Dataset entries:
• • •
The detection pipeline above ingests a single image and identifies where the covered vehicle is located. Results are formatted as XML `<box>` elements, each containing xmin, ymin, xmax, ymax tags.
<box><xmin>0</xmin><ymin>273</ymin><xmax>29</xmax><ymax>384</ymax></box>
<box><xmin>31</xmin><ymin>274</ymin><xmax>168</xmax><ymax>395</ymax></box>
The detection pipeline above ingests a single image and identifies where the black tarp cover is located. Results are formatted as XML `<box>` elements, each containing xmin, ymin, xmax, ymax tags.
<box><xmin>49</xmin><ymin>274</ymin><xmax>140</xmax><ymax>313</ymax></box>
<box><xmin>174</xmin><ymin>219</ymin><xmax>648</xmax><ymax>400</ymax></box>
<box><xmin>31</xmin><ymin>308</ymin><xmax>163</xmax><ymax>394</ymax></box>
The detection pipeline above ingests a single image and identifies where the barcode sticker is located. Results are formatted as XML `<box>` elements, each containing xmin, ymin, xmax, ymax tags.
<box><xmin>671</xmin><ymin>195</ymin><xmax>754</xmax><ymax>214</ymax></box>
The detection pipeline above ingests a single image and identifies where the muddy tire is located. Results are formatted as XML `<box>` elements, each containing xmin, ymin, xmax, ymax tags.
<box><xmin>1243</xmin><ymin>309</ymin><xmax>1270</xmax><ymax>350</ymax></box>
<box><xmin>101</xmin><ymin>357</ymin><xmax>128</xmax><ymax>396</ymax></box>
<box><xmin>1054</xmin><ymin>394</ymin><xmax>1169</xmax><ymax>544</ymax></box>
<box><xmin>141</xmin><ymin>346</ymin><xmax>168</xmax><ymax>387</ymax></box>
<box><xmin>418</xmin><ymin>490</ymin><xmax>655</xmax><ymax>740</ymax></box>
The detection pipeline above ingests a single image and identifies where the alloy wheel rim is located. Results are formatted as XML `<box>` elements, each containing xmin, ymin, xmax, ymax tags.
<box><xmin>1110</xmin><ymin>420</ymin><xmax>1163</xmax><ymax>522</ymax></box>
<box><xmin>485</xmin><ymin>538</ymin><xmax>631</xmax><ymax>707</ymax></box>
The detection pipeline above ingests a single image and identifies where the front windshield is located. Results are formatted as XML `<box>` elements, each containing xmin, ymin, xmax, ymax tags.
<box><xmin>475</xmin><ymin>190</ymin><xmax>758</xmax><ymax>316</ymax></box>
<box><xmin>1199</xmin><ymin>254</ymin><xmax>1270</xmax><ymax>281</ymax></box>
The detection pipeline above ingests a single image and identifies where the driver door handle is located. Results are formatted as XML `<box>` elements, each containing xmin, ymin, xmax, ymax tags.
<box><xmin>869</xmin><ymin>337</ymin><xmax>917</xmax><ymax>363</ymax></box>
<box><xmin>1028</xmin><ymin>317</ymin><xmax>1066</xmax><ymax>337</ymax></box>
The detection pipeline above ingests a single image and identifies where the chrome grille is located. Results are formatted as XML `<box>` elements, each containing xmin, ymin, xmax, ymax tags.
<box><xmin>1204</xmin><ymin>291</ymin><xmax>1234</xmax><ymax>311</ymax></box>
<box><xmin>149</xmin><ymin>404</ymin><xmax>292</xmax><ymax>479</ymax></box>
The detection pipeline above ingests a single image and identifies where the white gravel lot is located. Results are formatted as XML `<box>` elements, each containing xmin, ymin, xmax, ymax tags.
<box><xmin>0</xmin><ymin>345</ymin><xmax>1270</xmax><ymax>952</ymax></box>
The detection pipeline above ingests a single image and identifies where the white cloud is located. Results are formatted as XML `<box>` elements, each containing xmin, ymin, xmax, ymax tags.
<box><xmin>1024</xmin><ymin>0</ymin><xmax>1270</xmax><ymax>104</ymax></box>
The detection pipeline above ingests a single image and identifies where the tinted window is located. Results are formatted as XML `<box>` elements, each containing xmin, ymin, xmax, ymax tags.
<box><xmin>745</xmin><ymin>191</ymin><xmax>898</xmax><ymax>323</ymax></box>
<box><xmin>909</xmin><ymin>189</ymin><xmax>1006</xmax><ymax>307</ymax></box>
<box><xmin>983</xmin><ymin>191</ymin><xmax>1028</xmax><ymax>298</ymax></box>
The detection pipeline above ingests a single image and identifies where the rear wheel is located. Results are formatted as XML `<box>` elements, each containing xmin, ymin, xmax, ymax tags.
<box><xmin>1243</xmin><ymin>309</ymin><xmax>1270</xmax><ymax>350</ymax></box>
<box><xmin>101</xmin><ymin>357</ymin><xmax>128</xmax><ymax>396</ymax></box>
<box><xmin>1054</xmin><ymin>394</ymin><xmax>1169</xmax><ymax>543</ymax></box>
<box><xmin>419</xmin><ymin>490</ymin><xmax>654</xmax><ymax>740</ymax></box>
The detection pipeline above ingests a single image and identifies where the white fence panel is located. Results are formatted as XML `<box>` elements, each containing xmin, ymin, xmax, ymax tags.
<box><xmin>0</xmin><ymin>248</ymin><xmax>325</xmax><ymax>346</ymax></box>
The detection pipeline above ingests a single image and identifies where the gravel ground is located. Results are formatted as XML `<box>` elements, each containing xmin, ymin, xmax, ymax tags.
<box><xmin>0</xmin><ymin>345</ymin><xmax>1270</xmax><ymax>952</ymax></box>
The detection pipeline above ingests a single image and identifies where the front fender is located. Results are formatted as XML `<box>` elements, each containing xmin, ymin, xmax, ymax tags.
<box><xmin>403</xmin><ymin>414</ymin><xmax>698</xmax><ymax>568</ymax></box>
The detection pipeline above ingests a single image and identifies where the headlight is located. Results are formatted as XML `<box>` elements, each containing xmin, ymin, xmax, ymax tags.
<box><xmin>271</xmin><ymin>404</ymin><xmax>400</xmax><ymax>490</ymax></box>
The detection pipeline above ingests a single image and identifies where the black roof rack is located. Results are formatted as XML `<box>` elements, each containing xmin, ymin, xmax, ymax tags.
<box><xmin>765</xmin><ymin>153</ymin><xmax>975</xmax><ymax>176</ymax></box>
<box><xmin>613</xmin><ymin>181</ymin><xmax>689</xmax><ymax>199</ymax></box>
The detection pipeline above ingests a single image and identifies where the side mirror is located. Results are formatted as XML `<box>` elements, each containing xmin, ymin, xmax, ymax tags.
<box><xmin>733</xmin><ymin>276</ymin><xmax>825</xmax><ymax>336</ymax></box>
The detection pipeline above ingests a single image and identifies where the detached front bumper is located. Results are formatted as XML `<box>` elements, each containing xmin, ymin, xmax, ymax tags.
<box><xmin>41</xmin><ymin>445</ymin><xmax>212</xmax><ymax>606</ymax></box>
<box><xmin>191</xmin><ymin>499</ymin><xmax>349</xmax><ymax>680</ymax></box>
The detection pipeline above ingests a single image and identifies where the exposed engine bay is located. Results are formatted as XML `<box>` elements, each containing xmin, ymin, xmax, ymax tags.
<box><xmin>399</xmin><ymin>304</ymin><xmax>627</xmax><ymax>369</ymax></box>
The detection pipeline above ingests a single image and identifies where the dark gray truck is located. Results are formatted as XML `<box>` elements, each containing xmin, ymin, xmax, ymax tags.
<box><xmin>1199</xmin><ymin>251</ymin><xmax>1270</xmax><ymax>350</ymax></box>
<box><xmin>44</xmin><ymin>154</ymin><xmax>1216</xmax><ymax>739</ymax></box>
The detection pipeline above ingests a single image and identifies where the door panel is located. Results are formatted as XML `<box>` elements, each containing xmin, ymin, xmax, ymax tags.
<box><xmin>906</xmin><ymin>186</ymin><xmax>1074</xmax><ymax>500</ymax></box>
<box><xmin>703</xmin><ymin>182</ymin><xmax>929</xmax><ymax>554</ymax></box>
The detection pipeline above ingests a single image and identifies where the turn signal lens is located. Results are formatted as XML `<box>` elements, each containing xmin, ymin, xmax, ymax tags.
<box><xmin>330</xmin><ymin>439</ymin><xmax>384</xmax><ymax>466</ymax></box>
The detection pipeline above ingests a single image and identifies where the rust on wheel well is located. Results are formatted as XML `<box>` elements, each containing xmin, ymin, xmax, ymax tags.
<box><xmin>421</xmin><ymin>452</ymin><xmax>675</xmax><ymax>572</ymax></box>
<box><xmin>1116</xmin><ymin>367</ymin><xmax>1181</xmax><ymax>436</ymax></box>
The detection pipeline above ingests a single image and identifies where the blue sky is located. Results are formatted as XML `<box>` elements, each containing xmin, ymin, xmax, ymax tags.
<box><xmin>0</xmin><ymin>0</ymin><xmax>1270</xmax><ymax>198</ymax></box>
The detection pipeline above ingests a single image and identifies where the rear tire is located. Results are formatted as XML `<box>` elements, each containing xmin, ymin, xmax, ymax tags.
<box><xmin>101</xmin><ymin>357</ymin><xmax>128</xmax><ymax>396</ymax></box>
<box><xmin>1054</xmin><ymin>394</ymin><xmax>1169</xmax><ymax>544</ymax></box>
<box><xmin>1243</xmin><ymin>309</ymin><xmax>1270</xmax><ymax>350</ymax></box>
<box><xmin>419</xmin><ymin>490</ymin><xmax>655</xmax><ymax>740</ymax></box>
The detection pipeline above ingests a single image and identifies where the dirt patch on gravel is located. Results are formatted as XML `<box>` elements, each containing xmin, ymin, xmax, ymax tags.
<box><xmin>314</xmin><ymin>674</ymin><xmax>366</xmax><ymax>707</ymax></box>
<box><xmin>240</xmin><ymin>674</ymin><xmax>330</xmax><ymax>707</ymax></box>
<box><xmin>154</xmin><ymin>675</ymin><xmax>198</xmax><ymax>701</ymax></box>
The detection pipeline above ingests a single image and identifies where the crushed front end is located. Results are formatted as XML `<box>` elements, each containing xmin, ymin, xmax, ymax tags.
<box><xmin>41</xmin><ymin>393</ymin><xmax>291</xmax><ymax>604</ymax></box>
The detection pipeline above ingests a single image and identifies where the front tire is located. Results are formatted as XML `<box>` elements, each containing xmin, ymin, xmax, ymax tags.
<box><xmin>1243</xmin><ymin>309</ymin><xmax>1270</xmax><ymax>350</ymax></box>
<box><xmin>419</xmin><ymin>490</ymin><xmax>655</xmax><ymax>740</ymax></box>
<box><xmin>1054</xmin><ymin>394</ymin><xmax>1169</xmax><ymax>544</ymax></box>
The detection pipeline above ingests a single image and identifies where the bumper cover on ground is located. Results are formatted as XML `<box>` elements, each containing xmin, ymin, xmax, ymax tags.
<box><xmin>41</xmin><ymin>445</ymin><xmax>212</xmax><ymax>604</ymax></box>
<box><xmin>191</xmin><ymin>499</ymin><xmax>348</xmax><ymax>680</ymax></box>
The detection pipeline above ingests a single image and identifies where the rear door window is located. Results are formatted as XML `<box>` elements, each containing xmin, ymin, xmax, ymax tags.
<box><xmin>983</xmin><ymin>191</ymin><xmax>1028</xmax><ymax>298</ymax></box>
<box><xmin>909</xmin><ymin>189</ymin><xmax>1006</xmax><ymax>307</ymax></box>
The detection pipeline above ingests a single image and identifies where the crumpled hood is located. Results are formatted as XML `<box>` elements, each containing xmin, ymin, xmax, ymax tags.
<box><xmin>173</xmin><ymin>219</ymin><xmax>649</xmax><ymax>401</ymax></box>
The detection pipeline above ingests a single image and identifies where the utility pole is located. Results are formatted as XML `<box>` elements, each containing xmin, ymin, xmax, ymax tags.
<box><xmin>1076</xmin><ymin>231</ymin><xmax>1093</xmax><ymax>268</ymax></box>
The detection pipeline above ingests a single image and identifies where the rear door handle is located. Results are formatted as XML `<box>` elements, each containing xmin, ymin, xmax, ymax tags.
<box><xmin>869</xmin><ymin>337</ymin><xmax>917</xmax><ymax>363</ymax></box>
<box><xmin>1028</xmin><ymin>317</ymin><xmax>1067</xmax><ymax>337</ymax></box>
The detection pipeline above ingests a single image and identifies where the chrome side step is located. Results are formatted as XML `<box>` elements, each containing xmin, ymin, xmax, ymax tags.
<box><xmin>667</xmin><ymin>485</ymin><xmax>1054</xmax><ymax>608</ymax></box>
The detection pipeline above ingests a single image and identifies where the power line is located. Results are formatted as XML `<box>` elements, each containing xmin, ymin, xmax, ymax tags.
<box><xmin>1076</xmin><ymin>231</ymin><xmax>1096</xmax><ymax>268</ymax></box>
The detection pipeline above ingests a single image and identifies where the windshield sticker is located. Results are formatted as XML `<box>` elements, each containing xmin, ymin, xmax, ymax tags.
• • •
* **WHAT TO PRODUCE**
From the dataset entries above, select each line that contains the word "sticker", matching case exactly, and copy those lines.

* **ANSWER TO THIS PROBLEM**
The detection pipeline above ingests a single image and identifies where the barcode sticker is located. Results are formatted as XML `<box>` elements, each containing xmin, ymin, xmax, ymax tags.
The detection pipeline above ingests a single image and identifies where the windshield sticker is located. Results are formatted as XML `<box>` elements, each containing xmin, ymin, xmax, ymax tags.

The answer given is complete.